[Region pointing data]
※

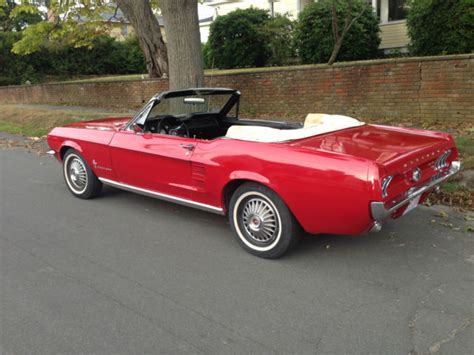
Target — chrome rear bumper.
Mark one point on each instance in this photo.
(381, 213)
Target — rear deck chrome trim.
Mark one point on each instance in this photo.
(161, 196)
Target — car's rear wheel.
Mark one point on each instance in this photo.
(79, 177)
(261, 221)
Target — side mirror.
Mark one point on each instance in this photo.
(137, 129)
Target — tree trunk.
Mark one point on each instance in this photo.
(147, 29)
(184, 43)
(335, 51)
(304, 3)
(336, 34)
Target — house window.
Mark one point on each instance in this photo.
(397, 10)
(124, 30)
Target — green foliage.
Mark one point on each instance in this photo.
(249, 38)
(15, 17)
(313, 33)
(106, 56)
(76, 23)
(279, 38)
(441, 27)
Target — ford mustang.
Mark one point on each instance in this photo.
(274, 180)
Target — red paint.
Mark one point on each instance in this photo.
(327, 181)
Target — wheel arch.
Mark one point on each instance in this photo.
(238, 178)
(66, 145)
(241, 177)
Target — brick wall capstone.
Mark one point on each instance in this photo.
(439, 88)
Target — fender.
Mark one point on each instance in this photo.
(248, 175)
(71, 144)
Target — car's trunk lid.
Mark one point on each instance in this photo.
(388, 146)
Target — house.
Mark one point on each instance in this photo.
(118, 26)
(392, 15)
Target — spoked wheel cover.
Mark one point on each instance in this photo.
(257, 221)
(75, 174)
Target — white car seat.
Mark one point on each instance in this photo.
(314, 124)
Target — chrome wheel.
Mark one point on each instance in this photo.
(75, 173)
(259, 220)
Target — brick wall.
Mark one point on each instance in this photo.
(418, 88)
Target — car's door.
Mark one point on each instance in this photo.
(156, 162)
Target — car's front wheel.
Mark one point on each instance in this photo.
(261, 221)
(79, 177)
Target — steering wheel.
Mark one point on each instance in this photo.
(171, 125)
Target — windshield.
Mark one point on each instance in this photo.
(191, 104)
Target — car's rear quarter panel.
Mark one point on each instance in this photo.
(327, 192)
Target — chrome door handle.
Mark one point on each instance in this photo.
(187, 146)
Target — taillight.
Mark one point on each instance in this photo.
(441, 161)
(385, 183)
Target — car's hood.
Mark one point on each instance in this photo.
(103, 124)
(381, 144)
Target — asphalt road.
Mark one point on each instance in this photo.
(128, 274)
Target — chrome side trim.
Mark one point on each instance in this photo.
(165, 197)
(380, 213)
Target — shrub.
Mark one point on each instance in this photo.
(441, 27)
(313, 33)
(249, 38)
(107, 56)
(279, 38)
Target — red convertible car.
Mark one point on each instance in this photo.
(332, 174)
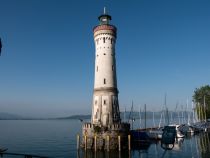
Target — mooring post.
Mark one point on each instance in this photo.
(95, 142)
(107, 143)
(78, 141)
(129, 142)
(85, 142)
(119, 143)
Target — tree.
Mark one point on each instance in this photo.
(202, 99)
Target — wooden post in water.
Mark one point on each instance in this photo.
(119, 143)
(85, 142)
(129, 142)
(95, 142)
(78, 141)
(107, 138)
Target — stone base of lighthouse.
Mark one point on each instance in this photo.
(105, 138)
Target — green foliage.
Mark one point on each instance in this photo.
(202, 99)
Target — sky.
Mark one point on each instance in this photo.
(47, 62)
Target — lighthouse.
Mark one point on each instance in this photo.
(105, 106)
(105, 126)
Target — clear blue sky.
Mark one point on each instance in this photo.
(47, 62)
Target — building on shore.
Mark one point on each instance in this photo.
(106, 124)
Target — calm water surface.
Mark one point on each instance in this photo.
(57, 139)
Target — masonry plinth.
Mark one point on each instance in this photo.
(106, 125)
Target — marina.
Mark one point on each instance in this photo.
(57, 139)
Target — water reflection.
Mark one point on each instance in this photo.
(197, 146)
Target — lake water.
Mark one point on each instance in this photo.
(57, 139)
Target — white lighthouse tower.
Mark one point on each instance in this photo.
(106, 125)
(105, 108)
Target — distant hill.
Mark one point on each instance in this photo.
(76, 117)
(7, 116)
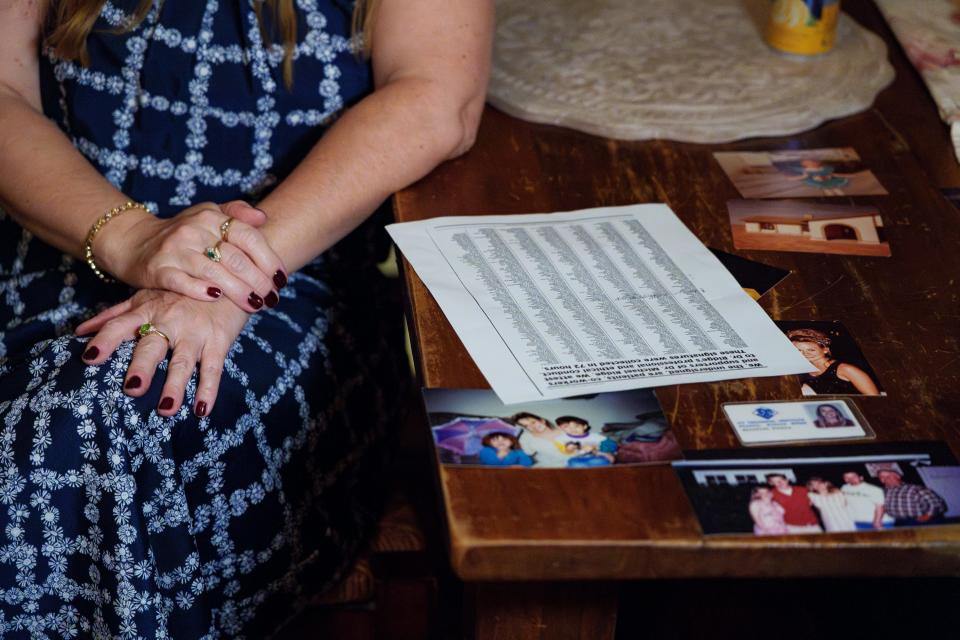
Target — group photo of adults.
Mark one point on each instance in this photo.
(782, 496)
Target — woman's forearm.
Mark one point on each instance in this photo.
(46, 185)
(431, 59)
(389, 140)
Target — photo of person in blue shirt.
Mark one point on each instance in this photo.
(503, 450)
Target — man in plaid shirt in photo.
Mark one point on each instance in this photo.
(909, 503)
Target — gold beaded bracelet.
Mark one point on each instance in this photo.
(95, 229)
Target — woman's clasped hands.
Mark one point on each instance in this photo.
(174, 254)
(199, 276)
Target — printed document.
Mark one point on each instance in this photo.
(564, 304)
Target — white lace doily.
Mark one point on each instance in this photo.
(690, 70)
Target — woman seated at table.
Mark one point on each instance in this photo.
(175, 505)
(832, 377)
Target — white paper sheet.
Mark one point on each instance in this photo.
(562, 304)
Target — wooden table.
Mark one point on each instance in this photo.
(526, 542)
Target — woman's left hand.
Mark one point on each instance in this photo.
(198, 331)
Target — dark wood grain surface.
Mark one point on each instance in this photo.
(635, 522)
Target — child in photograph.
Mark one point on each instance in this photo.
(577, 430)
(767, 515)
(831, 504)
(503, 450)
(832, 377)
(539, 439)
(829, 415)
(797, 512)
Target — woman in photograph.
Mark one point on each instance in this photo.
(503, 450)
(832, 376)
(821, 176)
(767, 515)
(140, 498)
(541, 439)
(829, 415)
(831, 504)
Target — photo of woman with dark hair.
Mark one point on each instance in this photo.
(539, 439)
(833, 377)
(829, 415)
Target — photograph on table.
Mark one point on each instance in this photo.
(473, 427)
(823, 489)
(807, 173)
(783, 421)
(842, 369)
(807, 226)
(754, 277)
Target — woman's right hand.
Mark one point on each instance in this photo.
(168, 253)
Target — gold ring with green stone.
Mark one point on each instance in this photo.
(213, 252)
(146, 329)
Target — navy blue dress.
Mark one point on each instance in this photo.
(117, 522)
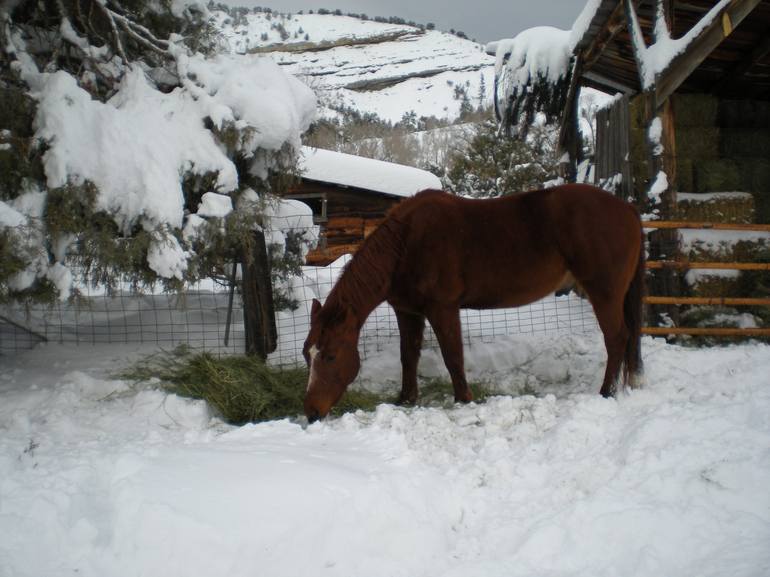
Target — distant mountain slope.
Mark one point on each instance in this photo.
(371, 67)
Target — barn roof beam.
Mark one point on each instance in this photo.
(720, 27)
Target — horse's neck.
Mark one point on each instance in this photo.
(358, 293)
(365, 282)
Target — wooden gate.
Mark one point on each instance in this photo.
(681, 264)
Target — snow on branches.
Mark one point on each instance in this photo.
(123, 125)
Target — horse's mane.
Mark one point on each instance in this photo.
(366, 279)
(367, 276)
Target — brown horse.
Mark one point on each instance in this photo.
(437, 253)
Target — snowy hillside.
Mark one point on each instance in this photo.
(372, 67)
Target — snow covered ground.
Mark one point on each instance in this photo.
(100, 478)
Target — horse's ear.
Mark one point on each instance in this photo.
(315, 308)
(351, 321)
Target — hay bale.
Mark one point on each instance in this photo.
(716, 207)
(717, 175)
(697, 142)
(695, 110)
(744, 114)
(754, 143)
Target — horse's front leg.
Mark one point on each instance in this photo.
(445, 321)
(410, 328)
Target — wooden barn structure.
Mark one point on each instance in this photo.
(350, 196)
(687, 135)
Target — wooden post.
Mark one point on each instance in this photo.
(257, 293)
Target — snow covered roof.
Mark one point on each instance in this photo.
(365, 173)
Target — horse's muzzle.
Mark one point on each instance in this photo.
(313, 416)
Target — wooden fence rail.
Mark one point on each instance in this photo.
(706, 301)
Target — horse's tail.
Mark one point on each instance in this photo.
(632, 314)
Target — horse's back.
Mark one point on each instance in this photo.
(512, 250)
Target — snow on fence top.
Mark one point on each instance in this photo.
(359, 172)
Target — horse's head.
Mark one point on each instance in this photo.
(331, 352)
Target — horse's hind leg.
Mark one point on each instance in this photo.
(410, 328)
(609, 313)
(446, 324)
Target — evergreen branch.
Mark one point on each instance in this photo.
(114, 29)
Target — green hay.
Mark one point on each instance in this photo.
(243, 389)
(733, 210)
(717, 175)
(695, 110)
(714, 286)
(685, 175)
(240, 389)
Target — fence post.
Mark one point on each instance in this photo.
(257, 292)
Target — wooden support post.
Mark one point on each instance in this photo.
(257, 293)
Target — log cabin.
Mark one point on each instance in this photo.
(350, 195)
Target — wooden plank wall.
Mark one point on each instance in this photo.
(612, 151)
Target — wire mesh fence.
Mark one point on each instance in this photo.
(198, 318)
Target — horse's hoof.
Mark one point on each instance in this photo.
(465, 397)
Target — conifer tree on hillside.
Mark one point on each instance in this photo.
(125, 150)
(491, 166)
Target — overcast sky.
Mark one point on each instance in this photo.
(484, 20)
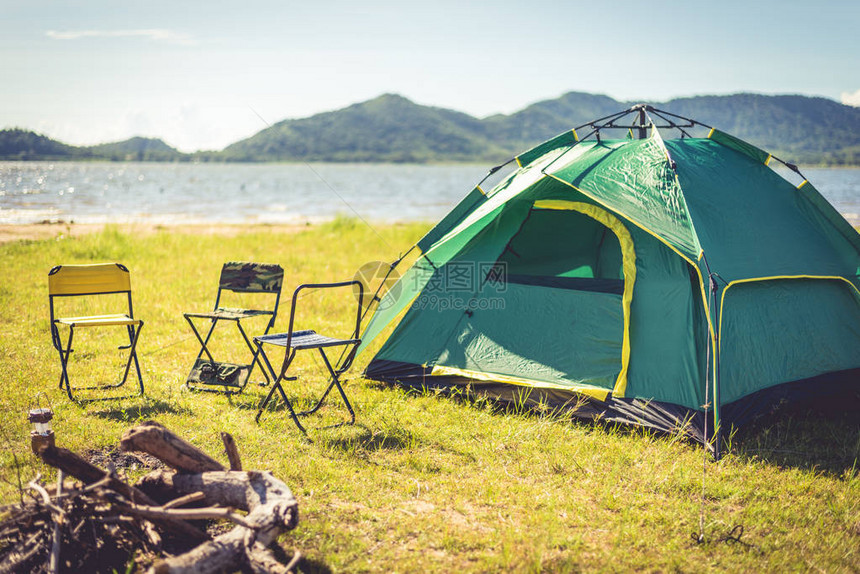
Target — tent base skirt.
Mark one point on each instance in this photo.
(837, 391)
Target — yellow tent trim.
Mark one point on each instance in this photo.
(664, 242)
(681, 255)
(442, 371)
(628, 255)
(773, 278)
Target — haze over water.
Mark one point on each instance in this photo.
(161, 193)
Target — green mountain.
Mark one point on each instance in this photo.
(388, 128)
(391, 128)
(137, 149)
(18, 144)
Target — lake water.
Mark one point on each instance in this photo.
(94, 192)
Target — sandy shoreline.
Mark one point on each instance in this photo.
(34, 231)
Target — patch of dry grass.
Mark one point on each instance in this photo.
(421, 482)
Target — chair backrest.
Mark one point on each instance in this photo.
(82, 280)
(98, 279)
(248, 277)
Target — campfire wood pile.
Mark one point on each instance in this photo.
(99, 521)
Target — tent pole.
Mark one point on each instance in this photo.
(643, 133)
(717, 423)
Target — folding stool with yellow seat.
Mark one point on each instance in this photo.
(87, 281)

※

#### WHAT THE TASK REQUIRES
For the string "mountain", count the lines of the entries above that include it; answer with the number only.

#### EXERCISE SOLUTION
2